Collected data
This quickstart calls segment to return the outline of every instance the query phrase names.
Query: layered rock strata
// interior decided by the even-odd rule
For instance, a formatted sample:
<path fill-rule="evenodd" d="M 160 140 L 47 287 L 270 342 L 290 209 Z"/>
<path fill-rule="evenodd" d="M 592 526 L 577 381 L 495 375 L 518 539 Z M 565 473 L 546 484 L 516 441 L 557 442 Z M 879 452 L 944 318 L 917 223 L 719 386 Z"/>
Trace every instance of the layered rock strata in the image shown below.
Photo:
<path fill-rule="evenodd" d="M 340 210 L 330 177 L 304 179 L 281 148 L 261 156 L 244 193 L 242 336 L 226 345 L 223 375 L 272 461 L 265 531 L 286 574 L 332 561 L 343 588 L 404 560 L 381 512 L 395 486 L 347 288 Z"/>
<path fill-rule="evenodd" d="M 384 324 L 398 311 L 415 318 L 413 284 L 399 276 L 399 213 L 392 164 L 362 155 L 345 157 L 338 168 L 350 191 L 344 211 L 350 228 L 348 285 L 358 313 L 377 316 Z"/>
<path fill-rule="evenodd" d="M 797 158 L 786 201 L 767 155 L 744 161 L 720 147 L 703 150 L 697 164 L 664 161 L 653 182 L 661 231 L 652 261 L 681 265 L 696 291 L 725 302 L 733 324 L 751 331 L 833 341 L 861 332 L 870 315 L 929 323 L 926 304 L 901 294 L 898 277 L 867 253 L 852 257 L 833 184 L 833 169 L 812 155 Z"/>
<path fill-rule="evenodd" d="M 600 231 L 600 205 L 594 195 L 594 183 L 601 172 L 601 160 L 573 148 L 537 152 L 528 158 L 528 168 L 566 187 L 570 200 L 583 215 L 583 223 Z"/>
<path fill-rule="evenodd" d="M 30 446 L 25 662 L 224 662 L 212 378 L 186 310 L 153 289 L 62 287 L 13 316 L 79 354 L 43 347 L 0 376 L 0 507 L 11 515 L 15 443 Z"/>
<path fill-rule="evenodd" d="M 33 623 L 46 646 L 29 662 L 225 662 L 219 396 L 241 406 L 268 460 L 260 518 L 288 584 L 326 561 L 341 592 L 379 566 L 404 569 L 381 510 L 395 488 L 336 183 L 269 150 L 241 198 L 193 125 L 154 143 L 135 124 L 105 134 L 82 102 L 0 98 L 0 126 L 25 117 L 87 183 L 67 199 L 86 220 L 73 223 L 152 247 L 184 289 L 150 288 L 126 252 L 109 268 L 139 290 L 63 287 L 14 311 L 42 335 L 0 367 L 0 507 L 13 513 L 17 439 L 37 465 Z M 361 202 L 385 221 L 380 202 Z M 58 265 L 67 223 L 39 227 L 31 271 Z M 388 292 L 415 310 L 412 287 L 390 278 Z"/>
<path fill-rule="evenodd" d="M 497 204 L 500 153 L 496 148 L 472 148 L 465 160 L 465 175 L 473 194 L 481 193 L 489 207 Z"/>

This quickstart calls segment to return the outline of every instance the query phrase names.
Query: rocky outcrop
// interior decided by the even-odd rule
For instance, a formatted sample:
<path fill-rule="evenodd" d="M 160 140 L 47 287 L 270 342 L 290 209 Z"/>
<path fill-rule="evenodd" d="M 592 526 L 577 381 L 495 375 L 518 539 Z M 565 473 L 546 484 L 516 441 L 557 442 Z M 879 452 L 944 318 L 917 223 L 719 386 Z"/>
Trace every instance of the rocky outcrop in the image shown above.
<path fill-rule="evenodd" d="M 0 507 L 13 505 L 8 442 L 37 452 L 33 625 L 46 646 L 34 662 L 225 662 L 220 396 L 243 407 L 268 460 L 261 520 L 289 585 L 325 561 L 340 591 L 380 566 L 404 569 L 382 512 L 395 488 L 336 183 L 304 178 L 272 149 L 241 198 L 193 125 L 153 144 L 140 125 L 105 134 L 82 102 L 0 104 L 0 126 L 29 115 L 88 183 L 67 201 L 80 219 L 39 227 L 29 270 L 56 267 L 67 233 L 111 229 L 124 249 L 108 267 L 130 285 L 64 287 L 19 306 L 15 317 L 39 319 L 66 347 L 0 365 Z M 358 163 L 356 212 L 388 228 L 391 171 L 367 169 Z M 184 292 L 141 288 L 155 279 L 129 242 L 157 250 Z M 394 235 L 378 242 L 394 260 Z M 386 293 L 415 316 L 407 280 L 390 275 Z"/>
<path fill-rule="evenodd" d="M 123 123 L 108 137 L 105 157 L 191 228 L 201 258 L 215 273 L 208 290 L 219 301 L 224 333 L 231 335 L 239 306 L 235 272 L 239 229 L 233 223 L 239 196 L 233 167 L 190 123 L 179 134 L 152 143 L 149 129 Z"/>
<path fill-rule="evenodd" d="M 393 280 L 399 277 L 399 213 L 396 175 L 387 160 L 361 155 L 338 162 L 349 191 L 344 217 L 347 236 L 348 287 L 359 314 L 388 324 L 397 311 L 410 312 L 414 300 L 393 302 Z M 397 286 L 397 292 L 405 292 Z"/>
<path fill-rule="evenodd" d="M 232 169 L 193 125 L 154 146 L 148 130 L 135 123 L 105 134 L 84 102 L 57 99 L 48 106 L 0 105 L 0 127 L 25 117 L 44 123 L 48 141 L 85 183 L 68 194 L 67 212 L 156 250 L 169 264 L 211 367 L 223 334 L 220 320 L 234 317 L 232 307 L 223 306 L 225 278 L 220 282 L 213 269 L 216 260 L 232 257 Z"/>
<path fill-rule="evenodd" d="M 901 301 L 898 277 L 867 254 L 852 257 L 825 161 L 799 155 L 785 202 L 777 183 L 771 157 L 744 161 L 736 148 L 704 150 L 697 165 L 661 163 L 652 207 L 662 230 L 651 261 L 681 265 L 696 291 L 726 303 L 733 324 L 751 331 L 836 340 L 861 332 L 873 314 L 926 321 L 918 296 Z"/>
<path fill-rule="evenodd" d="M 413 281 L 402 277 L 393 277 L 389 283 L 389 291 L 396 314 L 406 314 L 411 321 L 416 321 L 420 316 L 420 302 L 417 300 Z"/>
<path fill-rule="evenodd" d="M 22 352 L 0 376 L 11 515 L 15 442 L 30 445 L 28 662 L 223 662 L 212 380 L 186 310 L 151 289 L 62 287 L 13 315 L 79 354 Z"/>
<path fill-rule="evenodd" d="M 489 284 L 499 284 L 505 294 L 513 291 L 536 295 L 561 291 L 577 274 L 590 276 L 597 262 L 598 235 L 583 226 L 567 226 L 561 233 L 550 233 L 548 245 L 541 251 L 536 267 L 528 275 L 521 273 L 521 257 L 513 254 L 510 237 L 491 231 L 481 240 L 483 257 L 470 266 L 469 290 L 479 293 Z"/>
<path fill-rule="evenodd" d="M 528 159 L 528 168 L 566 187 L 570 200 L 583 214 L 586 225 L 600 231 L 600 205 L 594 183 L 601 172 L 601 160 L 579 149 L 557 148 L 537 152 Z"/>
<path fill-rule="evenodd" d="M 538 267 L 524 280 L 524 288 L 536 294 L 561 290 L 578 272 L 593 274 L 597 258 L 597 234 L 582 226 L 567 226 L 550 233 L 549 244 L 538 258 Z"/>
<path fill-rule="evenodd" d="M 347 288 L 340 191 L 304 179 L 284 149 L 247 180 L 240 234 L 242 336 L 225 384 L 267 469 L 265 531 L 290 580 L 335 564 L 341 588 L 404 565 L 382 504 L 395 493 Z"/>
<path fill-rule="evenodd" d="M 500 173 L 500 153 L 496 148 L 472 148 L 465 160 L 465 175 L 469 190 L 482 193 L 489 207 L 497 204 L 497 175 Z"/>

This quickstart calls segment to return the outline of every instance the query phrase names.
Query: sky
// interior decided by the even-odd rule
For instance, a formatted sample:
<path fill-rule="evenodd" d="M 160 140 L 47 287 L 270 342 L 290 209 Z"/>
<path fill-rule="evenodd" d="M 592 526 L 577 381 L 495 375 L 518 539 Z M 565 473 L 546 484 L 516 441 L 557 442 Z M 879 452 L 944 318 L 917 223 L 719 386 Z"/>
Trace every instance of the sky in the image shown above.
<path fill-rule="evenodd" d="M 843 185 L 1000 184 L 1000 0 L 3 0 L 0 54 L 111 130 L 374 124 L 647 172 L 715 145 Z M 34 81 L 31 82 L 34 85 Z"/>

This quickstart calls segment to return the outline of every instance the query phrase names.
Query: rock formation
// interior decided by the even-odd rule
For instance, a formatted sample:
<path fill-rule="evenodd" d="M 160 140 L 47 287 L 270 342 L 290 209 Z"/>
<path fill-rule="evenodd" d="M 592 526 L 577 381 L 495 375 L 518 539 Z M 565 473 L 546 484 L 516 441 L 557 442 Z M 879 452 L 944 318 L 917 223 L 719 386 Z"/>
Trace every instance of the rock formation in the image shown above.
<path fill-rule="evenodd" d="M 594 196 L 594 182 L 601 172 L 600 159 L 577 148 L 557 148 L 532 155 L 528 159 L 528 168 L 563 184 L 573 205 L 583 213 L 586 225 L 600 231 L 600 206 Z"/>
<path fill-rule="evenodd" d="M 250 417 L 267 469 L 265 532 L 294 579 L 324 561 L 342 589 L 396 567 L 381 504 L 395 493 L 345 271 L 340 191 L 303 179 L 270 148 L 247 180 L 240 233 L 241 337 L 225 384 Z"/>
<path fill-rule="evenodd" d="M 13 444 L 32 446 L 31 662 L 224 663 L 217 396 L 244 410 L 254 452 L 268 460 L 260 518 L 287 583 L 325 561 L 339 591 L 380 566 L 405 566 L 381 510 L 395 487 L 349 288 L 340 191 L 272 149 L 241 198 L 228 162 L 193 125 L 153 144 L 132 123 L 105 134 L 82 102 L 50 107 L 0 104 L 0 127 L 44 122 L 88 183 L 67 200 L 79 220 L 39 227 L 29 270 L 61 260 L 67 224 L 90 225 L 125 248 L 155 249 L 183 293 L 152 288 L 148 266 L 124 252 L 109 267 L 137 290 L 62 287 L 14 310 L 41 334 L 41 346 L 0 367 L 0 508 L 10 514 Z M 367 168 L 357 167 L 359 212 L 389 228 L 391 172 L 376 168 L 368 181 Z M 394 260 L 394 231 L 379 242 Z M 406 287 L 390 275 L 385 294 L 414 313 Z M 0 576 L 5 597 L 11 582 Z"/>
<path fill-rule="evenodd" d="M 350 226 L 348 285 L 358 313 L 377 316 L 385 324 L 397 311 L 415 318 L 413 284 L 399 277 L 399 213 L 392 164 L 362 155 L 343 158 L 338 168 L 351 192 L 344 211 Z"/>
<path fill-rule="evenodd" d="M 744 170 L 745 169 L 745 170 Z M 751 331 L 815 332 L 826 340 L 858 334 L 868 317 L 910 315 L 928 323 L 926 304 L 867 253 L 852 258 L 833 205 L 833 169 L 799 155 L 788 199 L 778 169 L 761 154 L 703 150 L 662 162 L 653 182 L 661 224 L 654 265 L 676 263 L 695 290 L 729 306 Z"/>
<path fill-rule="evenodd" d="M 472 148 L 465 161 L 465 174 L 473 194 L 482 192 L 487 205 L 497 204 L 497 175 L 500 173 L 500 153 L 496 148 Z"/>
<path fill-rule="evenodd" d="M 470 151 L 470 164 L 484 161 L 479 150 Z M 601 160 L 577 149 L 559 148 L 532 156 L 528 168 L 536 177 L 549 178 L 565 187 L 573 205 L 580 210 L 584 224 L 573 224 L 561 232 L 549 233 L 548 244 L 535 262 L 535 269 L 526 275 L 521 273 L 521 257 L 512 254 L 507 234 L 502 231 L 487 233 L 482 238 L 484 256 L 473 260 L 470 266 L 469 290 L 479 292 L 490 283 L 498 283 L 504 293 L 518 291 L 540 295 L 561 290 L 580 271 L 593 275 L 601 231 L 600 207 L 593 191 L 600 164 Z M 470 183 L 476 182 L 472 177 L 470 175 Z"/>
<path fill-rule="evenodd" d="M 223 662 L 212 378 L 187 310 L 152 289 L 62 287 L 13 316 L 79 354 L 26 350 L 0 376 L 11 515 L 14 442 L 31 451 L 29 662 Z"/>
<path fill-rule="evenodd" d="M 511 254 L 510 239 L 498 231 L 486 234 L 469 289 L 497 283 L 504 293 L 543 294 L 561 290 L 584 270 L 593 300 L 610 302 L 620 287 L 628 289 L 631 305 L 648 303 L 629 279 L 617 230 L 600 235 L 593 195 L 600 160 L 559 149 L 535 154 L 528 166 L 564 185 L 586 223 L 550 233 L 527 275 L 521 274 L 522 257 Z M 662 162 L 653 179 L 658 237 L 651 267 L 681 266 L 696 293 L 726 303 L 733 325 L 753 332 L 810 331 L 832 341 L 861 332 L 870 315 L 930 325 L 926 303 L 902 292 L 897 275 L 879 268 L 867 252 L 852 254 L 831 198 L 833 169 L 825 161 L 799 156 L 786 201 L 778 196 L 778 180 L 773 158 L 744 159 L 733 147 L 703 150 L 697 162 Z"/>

> [WHAT IS NEEDED]: Look through the data above for lines holding the word "layered". State how many there are and nothing else.

> [RESULT FOR THIS TASK]: 2